◆ TASK REQUIREMENTS ◆
Copy all of the material below, requests included, and shift every point coordinate in the answers by adding 96 to each number. Leave the numbers in the requests and their sample formats as they are.

◆ EXTRACTED RECORDS ◆
#####
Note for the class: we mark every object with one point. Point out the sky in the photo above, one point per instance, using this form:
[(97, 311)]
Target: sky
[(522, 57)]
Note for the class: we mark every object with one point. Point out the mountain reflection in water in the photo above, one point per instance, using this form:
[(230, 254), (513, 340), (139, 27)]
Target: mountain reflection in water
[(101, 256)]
#####
◆ COMPLETED EXERCISE ◆
Note for the class: we mark every object with one point. Point out the sky in the photo above, one point per instance, using this form:
[(97, 311)]
Target: sky
[(618, 153)]
Note for the class: we mark every object with one point. Point out the mountain reflection in water in the photo above, one point per instance, using this form:
[(230, 254), (513, 340), (139, 27)]
Target: mountain reflection in water
[(197, 352)]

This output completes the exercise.